▸ Blocco di testo:
----------------

Nori è dolce,sempre sorridente,non ha nessuna voglia di sposarsi,vuol restare col padre,condividere la sua vita tranquilla di lavoro e studio che fluisce silenziosa nella casa,interrotta solo dal buffo e ridanciano zio “immorale”,come lo apostrofa scherzosamente Nori,che si è voluto risposare a tutti i costi.
Lei vuol occuparsi del padre,delle sue camicie sporche,dell’ordine in casa,si troverebbe in difficoltà da solo.
Ci sono tante forme d’amore,nella vita,bisogna necessariamente star dentro gli schemi e le convenzioni sociali e prender marito?Ed essere infelice,probabilmente,come le dice il buon padre,anche se poi ci si abitua,e la madre morta spesso si rifugiava a piangere in un angolo della cucina. E’ una legge di natura.
Il sorriso di Nori,da un certo punto in poi del film,cambia,resta solo sulle sue labbra,non negli occhi.
Farà un ultimo viaggio col padre a Kyoto, mentre la primavera esplode nel suo più pieno rigoglio,e quindi indosserà il kimono delle spose.
Il padre ha smantellato le sue deboli difese,la vita di Nori non è la sua,"Io devo restarne fuori. È questa una legge della natura" costruire la propria vita con una persona con cui s’impara a condividere tutto,questa è una legge di natura.

----------------

▸ Estratto del dataset:
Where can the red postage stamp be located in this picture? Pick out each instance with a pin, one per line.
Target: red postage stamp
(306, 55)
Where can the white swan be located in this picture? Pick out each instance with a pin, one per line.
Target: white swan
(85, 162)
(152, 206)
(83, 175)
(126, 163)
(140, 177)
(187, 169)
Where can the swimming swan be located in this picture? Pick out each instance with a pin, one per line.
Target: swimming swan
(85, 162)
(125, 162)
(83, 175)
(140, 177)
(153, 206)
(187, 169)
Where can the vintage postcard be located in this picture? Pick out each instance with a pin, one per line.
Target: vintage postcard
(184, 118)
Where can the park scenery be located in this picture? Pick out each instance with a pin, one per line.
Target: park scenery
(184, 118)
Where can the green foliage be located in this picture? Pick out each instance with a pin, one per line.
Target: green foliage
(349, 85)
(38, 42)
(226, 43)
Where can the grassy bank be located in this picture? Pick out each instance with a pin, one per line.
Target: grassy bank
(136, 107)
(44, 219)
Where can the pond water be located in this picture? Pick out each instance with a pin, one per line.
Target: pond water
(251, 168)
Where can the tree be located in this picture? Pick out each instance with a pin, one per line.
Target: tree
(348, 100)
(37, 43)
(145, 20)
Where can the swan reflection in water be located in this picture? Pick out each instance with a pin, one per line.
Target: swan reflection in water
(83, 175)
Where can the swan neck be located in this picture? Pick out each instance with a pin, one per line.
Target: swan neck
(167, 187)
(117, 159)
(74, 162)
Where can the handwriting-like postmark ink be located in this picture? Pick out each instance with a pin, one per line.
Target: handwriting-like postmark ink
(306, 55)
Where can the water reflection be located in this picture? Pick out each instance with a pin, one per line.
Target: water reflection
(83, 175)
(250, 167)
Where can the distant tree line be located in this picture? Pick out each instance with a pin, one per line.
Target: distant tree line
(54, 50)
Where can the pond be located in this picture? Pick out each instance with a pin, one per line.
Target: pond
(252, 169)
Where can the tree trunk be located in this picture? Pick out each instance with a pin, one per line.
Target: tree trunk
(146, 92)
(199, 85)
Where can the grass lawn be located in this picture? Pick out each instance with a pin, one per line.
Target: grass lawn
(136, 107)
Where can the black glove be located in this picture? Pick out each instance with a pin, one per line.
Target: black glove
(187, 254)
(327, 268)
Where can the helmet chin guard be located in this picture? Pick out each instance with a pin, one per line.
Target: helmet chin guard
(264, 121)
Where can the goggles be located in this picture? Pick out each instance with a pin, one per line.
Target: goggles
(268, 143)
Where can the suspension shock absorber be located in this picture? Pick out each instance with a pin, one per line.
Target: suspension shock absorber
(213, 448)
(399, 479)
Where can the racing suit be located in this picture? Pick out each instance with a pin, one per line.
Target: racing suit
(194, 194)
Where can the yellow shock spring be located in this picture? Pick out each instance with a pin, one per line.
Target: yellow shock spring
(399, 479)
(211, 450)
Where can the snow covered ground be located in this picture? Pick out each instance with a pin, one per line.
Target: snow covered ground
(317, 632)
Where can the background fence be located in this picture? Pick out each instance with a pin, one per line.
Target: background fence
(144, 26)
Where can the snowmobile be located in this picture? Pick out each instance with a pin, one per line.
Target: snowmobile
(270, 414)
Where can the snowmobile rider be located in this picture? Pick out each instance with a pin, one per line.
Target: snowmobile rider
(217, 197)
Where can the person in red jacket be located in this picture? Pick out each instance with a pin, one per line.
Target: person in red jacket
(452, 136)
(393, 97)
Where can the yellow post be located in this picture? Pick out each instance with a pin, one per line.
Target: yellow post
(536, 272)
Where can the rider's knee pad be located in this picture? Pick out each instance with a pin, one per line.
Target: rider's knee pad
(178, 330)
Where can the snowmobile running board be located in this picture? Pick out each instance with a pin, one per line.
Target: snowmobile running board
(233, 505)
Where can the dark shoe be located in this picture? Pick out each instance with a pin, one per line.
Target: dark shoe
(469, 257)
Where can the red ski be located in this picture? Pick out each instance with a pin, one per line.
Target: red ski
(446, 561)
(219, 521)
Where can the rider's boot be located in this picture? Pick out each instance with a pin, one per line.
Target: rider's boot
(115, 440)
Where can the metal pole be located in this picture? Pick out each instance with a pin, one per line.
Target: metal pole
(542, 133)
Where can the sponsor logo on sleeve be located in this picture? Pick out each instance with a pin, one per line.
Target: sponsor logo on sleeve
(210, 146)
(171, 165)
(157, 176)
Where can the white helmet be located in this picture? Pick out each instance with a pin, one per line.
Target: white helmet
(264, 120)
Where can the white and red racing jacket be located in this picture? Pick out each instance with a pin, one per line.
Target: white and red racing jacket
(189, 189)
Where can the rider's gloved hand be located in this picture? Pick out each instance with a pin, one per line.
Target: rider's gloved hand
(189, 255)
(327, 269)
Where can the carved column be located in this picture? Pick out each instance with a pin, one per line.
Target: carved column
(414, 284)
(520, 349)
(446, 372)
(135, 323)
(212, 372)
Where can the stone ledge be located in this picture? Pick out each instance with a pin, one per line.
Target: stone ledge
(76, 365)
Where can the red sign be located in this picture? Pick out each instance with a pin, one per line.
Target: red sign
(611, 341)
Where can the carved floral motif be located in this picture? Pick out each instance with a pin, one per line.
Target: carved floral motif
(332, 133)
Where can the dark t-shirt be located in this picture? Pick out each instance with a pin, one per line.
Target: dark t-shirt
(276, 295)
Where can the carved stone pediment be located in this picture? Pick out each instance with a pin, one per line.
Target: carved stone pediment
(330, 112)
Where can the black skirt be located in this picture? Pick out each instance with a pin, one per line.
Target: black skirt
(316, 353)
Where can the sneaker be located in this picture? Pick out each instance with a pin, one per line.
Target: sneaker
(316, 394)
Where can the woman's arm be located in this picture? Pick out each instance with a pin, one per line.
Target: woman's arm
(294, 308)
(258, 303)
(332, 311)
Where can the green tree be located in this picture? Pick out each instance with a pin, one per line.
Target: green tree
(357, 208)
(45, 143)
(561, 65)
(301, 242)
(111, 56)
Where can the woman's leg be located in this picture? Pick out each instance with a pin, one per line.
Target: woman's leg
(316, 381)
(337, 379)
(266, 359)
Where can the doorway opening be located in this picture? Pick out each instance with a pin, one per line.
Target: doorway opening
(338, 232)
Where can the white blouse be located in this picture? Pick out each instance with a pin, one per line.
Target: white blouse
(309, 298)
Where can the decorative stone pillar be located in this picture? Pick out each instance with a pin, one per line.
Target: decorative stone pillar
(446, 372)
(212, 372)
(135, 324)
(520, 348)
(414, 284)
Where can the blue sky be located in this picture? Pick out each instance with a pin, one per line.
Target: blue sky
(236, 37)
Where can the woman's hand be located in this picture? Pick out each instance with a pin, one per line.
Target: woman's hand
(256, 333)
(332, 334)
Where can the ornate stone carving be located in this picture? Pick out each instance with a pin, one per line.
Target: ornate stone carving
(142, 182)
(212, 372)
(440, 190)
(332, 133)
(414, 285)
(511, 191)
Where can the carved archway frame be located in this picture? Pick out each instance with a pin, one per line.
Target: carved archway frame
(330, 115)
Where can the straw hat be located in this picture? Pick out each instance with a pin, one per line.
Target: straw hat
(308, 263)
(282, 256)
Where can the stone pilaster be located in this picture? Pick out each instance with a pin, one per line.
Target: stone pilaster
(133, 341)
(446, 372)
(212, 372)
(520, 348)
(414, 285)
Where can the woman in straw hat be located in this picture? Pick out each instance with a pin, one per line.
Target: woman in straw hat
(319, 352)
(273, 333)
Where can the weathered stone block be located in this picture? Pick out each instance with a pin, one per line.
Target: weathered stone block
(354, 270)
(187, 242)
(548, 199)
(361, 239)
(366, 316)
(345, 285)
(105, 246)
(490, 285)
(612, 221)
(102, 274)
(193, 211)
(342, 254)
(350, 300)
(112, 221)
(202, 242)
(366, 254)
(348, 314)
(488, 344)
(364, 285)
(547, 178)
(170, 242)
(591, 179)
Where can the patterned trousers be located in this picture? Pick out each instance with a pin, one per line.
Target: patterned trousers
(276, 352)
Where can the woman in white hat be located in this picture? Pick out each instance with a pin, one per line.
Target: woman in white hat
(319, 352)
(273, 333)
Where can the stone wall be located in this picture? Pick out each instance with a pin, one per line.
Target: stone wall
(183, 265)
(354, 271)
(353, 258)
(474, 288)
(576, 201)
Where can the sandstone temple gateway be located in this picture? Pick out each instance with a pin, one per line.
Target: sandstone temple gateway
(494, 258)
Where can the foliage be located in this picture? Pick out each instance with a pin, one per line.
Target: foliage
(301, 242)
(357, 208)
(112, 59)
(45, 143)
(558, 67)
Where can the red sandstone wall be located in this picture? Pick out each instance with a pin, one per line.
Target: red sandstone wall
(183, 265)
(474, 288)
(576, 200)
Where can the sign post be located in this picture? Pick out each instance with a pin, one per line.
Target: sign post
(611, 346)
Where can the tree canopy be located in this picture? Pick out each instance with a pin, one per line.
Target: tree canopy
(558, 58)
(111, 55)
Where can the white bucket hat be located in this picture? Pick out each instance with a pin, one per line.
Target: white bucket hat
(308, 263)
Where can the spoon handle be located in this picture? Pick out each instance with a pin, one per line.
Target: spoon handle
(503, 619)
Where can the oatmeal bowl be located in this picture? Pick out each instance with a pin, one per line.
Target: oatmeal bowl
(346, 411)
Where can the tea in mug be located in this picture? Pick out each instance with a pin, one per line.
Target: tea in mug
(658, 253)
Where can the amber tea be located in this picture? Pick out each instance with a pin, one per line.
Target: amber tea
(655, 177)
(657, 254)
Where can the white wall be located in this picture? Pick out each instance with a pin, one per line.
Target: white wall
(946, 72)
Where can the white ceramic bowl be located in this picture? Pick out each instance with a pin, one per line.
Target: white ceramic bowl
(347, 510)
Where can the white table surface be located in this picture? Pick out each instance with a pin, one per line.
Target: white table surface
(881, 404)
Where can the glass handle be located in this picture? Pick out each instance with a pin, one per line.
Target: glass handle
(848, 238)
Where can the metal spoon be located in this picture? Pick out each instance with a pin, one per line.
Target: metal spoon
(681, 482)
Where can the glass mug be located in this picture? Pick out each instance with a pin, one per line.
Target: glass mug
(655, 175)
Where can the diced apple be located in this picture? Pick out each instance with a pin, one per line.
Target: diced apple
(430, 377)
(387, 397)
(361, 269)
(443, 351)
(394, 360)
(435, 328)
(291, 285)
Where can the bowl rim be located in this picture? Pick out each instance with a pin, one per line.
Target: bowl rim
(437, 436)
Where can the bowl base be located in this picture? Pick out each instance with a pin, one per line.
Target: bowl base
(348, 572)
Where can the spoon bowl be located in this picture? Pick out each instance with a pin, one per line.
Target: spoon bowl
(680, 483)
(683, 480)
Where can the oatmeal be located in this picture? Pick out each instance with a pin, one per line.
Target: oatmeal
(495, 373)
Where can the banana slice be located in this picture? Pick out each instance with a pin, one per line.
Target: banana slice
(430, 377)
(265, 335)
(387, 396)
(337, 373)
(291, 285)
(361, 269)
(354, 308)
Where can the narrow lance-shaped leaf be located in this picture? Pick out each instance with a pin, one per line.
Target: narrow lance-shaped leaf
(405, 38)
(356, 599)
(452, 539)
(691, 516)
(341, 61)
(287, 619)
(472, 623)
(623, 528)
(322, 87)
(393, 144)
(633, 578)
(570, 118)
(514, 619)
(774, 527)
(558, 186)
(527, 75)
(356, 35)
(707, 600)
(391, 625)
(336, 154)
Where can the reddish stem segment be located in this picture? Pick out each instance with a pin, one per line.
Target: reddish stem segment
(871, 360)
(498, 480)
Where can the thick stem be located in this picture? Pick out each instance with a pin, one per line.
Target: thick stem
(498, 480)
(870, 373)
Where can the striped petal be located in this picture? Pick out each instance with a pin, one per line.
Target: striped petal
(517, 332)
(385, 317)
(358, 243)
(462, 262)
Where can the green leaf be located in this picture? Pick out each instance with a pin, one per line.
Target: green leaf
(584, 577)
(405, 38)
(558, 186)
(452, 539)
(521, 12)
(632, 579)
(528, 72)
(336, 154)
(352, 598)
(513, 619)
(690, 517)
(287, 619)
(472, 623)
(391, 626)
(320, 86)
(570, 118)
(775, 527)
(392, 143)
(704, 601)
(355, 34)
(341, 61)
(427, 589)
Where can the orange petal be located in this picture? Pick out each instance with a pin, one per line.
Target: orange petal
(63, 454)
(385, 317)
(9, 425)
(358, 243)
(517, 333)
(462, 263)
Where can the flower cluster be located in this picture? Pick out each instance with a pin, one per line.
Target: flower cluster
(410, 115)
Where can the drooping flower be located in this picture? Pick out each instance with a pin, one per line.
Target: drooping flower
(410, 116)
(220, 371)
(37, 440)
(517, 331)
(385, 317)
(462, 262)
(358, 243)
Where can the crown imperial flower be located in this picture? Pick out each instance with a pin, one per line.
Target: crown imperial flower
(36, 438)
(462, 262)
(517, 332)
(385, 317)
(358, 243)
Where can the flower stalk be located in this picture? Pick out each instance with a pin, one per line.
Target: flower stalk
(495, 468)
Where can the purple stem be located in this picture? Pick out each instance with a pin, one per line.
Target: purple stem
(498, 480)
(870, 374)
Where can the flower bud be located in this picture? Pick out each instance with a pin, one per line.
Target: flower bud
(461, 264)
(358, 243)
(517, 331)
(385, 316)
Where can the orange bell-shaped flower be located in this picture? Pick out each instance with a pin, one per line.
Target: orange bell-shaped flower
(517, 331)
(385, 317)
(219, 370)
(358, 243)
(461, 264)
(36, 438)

----------------

▸ Obiettivo dichiarato A: Trascrivi alla lettera la parte del brano sul film che comincia con "Ci sono tante" e prosegue fino a "è una legge di natura.".
▸ Obiettivo dichiarato B: Riscrivi sotto forma di elenco numerato le righe del dataset a partire da quella che contiene "Where can the crown" fino all'ultima riga del dataset, entrambe comprese, tralasciando le righe vuote.
Il brano e le righe del dataset sono materiali distinti, senza legami tra loro.

▸ Risultato finale A:
Ci sono tante forme d’amore,nella vita,bisogna necessariamente star dentro gli schemi e le convenzioni sociali e prender marito?Ed essere infelice,probabilmente,come le dice il buon padre,anche se poi ci si abitua,e la madre morta spesso si rifugiava a piangere in un angolo della cucina. E’ una legge di natura.
Il sorriso di Nori,da un certo punto in poi del film,cambia,resta solo sulle sue labbra,non negli occhi.
Farà un ultimo viaggio col padre a Kyoto, mentre la primavera esplode nel suo più pieno rigoglio,e quindi indosserà il kimono delle spose.
Il padre ha smantellato le sue deboli difese,la vita di Nori non è la sua,"Io devo restarne fuori. È questa una legge della natura" costruire la propria vita con una persona con cui s’impara a condividere tutto,questa è una legge di natura.

▸ Risultato finale B:
1. Where can the crown imperial flower be located in this picture? Pick out each instance with a pin, one per line.
2. Target: crown imperial flower
3. (36, 438)
4. (462, 262)
5. (517, 332)
6. (385, 317)
7. (358, 243)
8. Where can the flower stalk be located in this picture? Pick out each instance with a pin, one per line.
9. Target: flower stalk
10. (495, 468)
11. Where can the purple stem be located in this picture? Pick out each instance with a pin, one per line.
12. Target: purple stem
13. (498, 480)
14. (870, 374)
15. Where can the flower bud be located in this picture? Pick out each instance with a pin, one per line.
16. Target: flower bud
17. (461, 264)
18. (358, 243)
19. (517, 331)
20. (385, 316)
21. Where can the orange bell-shaped flower be located in this picture? Pick out each instance with a pin, one per line.
22. Target: orange bell-shaped flower
23. (517, 331)
24. (385, 317)
25. (219, 370)
26. (358, 243)
27. (461, 264)
28. (36, 438)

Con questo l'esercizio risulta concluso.